**Excerpted passage**
%%
Digital native vertical brands (DNVBs) are niche-oriented companies bourne on the internet. They have become a naturally occurring innovation in the business climate of today. They hold immense launch benefits, such as a streamlined supply chain and little competition, and have a unique ability to navigate the business landscape effectively.
This guide looks into what a DNVB is and how it works, as well as some interesting tidbits that will help you in your bid to launch one.
What is a Digital Native Vertical Brand?
When looking into the definition of a digitally native vertical brand, one of the most helpful things to do is to examine the term’s constituent parts—”digital native” and “vertical brand.”
Digital Native Brands
A digital native business primarily started by selling products or services via the internet. As we all know, tons of companies fit this description, including direct-to-customer brands (DTC brands), retail brands, freelance service companies, and even online retailers.
The digital native business came as a paradigm shift for vertical commerce, providing a break from the brick-and-mortar norms. Eventually, it forced many of these brick-and-mortar stores to open websites and online stores and eventually branch into the internet age. Thanks to the growth in demand for convenience, businesses are now providing users with the opportunity to pay for their products and get them delivered to their doorstep.
%%
**Given information**
%%
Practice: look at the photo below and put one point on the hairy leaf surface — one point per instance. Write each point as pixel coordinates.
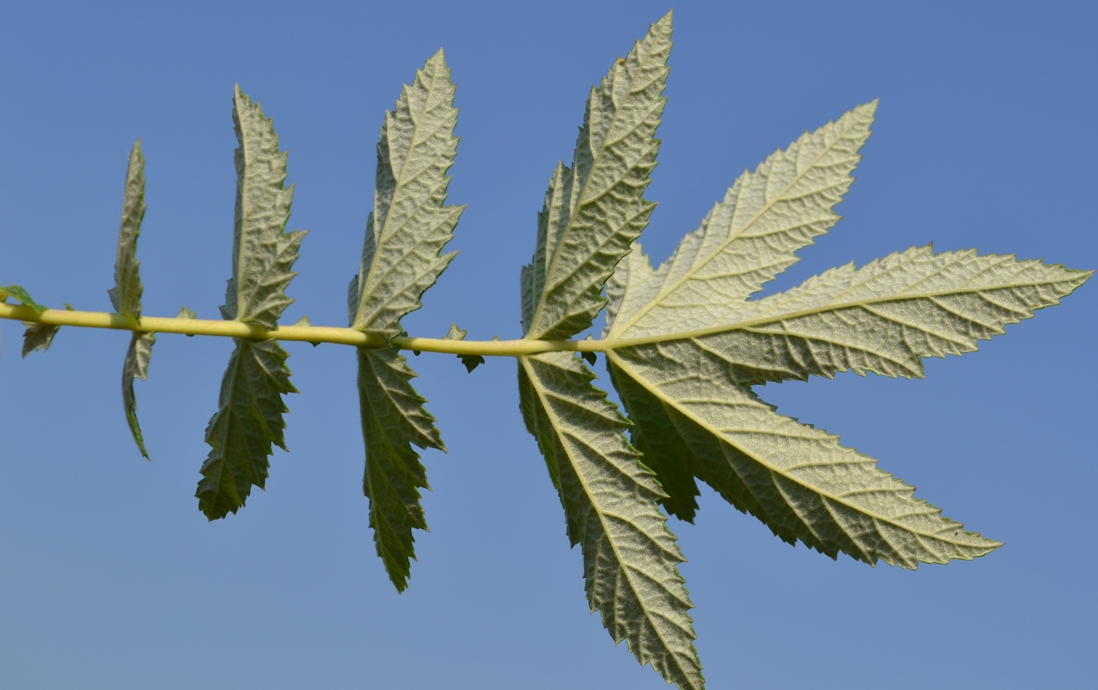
%%
**Exercises**
a) Revise the DNVB guide starting at "This guide looks" and ending at "Native Vertical Brand?", replacing "tidbits" with "details".
b) Pick up the guide on digital native vertical brands from its last sentence and continue writing it.
The data after the text is a separate set of material and is not part of the text.

**Answer set**
a)
This guide looks into what a DNVB is and how it works, as well as some interesting details that will help you in your bid to launch one.
What is a Digital Native Vertical Brand?

b)
Of course, the fact that a company is considered a digitally native vertical brand doesn’t necessarily mean they can’t have physical offices or storefronts. Many digital native companies started by putting their operations online, then even branched out to develop brick-and-mortar stores.
Alternatively, a vertical brand (or vertical company) is one that has control over the experience and product (or service) that they sell. They own the entire supply chain, seeing products move from the factory directly to the consumer. One of the primary benefits of owning a vertical brand is the opportunity for customization. You can personalize products for your customers and ensure that they get only the best.
In addition, owning a vertical startup provides space for better quality control, enhanced customer support, and more. Your business can take valuable information from your niche and use it to improve their experience. The data will also help you to enhance customization and personalization in your regular communications with the customers.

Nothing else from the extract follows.